Print out each entry below exactly, please.

[Begin]

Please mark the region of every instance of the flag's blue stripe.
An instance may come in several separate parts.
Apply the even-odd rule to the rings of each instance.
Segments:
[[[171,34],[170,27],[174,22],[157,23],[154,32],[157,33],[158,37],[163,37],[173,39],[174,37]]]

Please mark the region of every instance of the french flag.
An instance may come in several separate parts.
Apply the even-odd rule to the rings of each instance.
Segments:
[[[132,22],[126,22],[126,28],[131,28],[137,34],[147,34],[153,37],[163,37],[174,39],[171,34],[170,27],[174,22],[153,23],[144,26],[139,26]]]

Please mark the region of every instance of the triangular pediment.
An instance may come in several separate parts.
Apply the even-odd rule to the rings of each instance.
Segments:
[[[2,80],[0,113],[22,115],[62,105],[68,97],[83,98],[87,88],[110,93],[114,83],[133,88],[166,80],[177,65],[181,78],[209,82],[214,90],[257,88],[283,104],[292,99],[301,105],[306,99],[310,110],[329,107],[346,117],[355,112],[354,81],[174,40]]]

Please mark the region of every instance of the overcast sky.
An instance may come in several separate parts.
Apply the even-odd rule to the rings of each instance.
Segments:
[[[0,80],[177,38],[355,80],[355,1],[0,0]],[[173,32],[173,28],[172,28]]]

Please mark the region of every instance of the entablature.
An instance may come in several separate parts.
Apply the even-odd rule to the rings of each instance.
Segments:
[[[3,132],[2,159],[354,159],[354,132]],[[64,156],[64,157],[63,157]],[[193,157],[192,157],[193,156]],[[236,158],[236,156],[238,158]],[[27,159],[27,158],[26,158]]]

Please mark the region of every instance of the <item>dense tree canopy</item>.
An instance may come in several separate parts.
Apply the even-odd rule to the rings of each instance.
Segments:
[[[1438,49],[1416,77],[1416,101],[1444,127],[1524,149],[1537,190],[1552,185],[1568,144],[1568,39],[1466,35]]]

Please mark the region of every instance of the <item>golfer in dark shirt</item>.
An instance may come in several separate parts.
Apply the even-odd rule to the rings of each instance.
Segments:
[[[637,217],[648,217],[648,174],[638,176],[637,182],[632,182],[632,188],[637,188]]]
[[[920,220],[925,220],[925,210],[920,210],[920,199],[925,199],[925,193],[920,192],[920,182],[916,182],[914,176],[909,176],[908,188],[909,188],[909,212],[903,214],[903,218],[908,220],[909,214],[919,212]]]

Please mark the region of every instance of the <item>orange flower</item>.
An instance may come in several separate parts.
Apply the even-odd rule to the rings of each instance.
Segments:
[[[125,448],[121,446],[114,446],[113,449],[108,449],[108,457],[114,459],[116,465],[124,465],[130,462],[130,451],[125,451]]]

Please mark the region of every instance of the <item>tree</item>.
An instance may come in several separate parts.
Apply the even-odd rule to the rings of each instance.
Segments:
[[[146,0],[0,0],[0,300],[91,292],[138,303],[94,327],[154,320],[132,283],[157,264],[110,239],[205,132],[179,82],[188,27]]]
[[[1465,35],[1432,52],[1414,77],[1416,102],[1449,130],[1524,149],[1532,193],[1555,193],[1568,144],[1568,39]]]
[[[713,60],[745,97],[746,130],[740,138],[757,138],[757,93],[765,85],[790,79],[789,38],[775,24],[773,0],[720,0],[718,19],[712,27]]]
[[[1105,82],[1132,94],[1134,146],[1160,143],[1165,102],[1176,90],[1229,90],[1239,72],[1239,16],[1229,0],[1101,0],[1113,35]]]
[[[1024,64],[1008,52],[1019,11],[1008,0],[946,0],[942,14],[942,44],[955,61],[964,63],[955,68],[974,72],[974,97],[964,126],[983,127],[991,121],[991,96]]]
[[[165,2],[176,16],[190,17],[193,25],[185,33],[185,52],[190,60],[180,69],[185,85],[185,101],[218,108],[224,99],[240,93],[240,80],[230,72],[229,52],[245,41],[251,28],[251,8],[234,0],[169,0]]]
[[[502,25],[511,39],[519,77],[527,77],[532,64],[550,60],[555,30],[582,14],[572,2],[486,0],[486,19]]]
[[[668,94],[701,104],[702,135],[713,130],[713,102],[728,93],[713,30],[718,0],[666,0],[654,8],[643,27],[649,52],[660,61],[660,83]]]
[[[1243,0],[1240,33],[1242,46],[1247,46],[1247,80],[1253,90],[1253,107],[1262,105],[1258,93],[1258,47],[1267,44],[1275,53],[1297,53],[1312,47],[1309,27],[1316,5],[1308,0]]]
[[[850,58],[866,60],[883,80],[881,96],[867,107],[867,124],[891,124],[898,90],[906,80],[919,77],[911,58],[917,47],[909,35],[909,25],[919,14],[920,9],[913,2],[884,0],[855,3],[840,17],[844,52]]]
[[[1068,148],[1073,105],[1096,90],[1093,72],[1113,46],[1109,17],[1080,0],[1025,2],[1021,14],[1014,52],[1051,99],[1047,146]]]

[End]

- **SOLUTION FOR THIS EXERCISE**
Please mark the region of every instance of the flag's blue stripe.
An instance may come in several separate parts.
Apply the even-odd rule to the rings of each instance.
Segments:
[[[171,34],[170,27],[174,22],[157,23],[154,32],[157,33],[158,37],[163,37],[173,39],[174,37]]]

Please mark the region of every instance of the french flag.
An instance may come in several separate parts.
Apply the even-odd rule to the rings of each instance.
Segments:
[[[132,22],[126,22],[126,28],[131,28],[137,34],[147,34],[153,37],[163,37],[174,39],[171,34],[170,27],[174,22],[153,23],[144,26],[139,26]]]

Please mark the region of every instance of the triangular pediment.
An instance may come in several separate parts.
Apply the even-odd rule to the rings of each instance.
Segments:
[[[2,80],[0,113],[22,115],[62,105],[68,97],[83,98],[87,88],[110,93],[114,83],[133,88],[166,80],[177,65],[181,78],[209,82],[214,90],[257,88],[283,104],[292,99],[301,105],[306,99],[310,110],[329,107],[346,117],[355,112],[354,81],[174,40]]]

Please mark the region of every instance of the overcast sky.
An instance may come in several separate parts.
Apply the even-odd rule to the rings of each instance.
Segments:
[[[0,80],[177,38],[355,80],[355,1],[0,0]],[[173,32],[173,28],[172,28]]]

Please mark the region of every instance of the entablature.
An instance may come in several separate parts.
Apply the even-odd rule to the rings of each instance.
Segments:
[[[3,132],[2,159],[354,159],[354,132]],[[64,156],[64,157],[63,157]],[[193,157],[192,157],[193,156]],[[236,158],[236,156],[238,158]],[[27,159],[27,158],[26,158]]]

Please mark the region of every instance of the <item>dense tree canopy</item>.
An instance may come in several separate parts.
Apply the even-odd rule to the rings of each instance.
Segments:
[[[1438,49],[1416,77],[1416,101],[1444,127],[1524,149],[1537,190],[1552,185],[1568,144],[1568,39],[1466,35]]]

Please mark the region of every instance of the <item>golfer in dark shirt</item>.
An instance may come in several separate parts.
Apply the even-odd rule to the rings of each instance.
Segments:
[[[637,217],[648,217],[648,174],[638,176],[637,182],[632,182],[632,188],[637,188]]]
[[[920,220],[925,220],[925,210],[920,210],[920,199],[925,199],[925,193],[920,192],[920,182],[916,182],[914,176],[909,176],[908,188],[909,188],[909,212],[903,214],[903,218],[908,220],[909,214],[919,212]]]

Please mark the region of every instance of the <item>orange flower</item>.
An instance may come in several separate parts.
Apply the even-odd rule to the rings of each instance.
Segments:
[[[125,448],[121,446],[114,446],[113,449],[108,449],[108,457],[114,459],[116,465],[124,465],[130,462],[130,451],[125,451]]]

Please mark the region of every instance of the <item>tree</item>.
An instance may come in several separate parts.
Apply the even-odd rule to the rings of each instance.
Segments:
[[[146,0],[0,0],[0,300],[91,292],[138,303],[94,327],[154,320],[132,283],[157,264],[110,239],[205,132],[179,82],[188,27]]]
[[[1465,35],[1432,52],[1414,77],[1416,102],[1449,130],[1524,149],[1532,193],[1555,193],[1568,144],[1568,39]]]
[[[713,60],[745,97],[746,130],[740,138],[757,138],[757,93],[765,85],[790,79],[789,38],[775,24],[773,0],[720,0],[718,19],[712,27]]]
[[[1105,82],[1132,94],[1134,146],[1160,143],[1165,102],[1176,90],[1229,90],[1239,72],[1239,16],[1229,0],[1101,0],[1113,35]]]
[[[1024,64],[1008,52],[1019,11],[1008,0],[946,0],[942,14],[942,44],[955,61],[964,63],[955,68],[974,72],[974,97],[964,126],[983,127],[991,121],[991,96]]]
[[[165,2],[176,16],[190,17],[193,25],[185,33],[185,52],[190,60],[180,69],[185,85],[185,101],[218,108],[224,99],[240,93],[240,80],[230,72],[229,52],[245,41],[251,28],[251,8],[234,0],[169,0]]]
[[[502,25],[511,39],[519,77],[527,77],[532,64],[550,60],[555,30],[582,14],[572,2],[486,0],[486,19]]]
[[[668,94],[701,104],[702,135],[713,130],[713,102],[728,93],[713,30],[718,0],[666,0],[654,8],[643,27],[649,52],[660,61],[660,83]]]
[[[1243,0],[1240,33],[1242,46],[1247,46],[1247,80],[1253,90],[1253,107],[1262,105],[1258,93],[1258,47],[1267,44],[1275,53],[1297,53],[1312,47],[1309,27],[1316,5],[1308,0]]]
[[[850,58],[866,60],[883,80],[881,96],[867,107],[867,124],[891,124],[898,90],[906,80],[919,77],[911,58],[917,47],[909,35],[909,25],[919,14],[920,9],[913,2],[884,0],[855,3],[840,17],[844,52]]]
[[[1068,148],[1073,105],[1096,90],[1093,72],[1113,46],[1109,17],[1080,0],[1025,2],[1021,14],[1014,52],[1051,99],[1047,146]]]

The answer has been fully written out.